■ Your goal: Reproduce verbatim only the lines from the one containing "Target: large tree" through the last line below, both included.

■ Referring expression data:
== Segment start ==
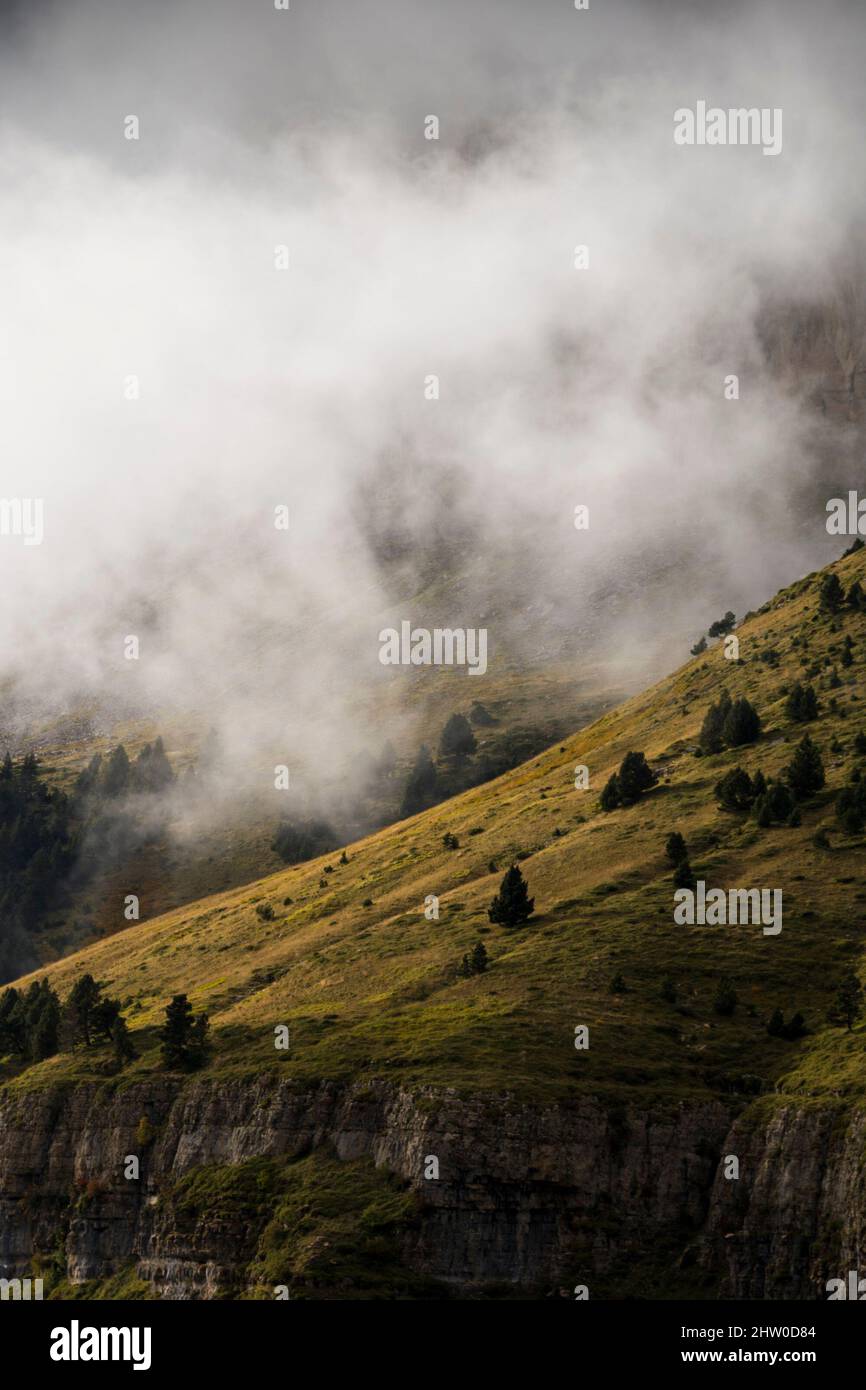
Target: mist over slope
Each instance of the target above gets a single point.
(166, 387)
(581, 1096)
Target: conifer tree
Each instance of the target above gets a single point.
(480, 959)
(458, 740)
(421, 786)
(634, 777)
(712, 729)
(801, 704)
(610, 794)
(78, 1012)
(182, 1036)
(121, 1041)
(805, 772)
(831, 594)
(741, 723)
(512, 906)
(676, 848)
(848, 1004)
(736, 791)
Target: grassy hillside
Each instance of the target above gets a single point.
(370, 987)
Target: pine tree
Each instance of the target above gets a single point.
(722, 626)
(610, 794)
(805, 772)
(512, 906)
(121, 1041)
(848, 1005)
(182, 1036)
(801, 704)
(736, 791)
(480, 959)
(684, 877)
(421, 787)
(741, 723)
(458, 740)
(726, 998)
(712, 729)
(851, 808)
(78, 1012)
(831, 594)
(676, 848)
(634, 777)
(116, 776)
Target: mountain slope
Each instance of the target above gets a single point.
(392, 1052)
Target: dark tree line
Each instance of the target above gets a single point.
(34, 1025)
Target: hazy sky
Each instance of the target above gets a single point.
(257, 128)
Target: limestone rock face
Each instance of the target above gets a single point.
(540, 1198)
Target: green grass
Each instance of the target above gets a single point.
(374, 991)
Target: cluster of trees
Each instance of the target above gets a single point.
(34, 1025)
(460, 763)
(512, 906)
(833, 597)
(474, 963)
(795, 1027)
(729, 724)
(623, 788)
(774, 801)
(801, 704)
(295, 841)
(719, 628)
(117, 776)
(430, 783)
(677, 852)
(46, 834)
(38, 847)
(851, 805)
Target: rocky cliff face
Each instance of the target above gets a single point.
(531, 1197)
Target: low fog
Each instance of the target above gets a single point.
(406, 257)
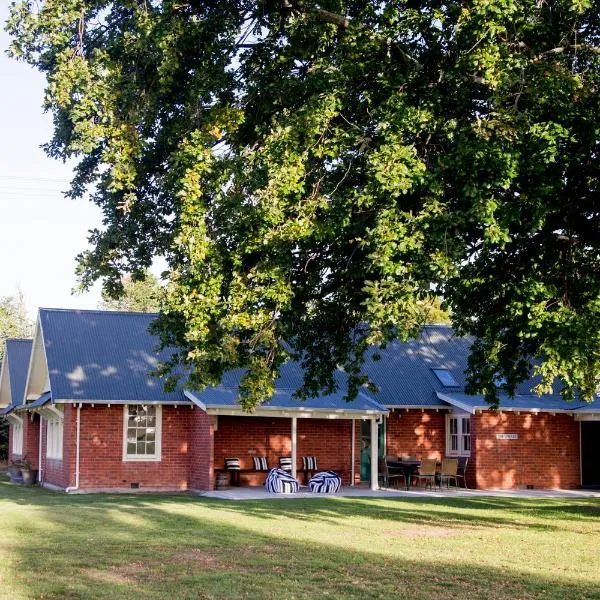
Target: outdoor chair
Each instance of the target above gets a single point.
(325, 482)
(232, 464)
(309, 467)
(426, 472)
(280, 482)
(285, 463)
(389, 475)
(448, 473)
(461, 472)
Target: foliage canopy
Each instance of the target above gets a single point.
(137, 295)
(316, 172)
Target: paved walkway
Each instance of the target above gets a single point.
(258, 493)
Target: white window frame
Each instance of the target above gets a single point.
(463, 434)
(54, 438)
(17, 439)
(157, 436)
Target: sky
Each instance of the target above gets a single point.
(41, 232)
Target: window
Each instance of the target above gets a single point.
(54, 437)
(445, 377)
(18, 438)
(458, 436)
(142, 432)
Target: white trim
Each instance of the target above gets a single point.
(5, 380)
(14, 419)
(17, 438)
(374, 454)
(294, 445)
(156, 457)
(459, 416)
(76, 486)
(120, 402)
(54, 434)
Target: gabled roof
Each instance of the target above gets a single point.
(19, 352)
(526, 402)
(103, 356)
(14, 371)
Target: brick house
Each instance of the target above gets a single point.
(86, 411)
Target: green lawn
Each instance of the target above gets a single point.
(58, 546)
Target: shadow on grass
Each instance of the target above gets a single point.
(181, 547)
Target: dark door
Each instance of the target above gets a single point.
(590, 453)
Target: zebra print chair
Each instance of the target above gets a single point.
(280, 482)
(325, 482)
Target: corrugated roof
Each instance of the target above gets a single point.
(103, 355)
(43, 399)
(221, 397)
(520, 402)
(18, 353)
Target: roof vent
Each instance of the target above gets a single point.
(445, 377)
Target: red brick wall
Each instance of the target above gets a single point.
(416, 433)
(101, 451)
(330, 440)
(546, 455)
(31, 438)
(201, 474)
(55, 471)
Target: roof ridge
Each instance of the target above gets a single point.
(98, 311)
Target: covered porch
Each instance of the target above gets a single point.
(326, 428)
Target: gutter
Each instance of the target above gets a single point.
(40, 470)
(76, 486)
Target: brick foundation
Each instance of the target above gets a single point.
(546, 454)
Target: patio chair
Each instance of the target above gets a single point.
(461, 472)
(285, 463)
(448, 473)
(309, 467)
(325, 482)
(426, 472)
(389, 475)
(232, 464)
(280, 482)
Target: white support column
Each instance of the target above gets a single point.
(374, 455)
(353, 452)
(294, 444)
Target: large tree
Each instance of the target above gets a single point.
(315, 172)
(138, 295)
(14, 323)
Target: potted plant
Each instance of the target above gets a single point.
(14, 471)
(28, 474)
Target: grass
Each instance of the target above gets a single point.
(126, 546)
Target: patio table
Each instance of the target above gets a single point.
(408, 467)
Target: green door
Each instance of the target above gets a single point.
(365, 447)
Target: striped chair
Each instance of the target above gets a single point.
(325, 482)
(285, 463)
(280, 482)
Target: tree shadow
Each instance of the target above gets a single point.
(182, 547)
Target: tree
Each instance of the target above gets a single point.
(13, 324)
(139, 295)
(311, 172)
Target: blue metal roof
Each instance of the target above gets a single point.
(6, 410)
(43, 399)
(103, 356)
(18, 353)
(221, 397)
(546, 403)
== Segment end ==
■ Answer to this problem:
Target: large tree
Each instance of the target above gets a single point.
(315, 172)
(138, 295)
(14, 323)
Target: potted plant
Each instance of the target above gets a single point.
(14, 471)
(28, 474)
Target: grass
Each instance of the target above gets a single point.
(126, 546)
Target: patio table
Each instance of the target above gets a single point.
(408, 467)
Target: green door
Each instance of the target above gets a single point.
(365, 447)
Target: striped chair
Each instance of the target above gets a single point.
(325, 482)
(285, 463)
(280, 482)
Target: tree shadow
Each instance of the target above gets a single point.
(182, 547)
Target: tree
Each instance of the target above gets a single point.
(13, 324)
(139, 295)
(311, 172)
Target: blue metal roof
Each instance of the target above gets a single point.
(6, 410)
(43, 399)
(103, 356)
(18, 353)
(221, 397)
(546, 403)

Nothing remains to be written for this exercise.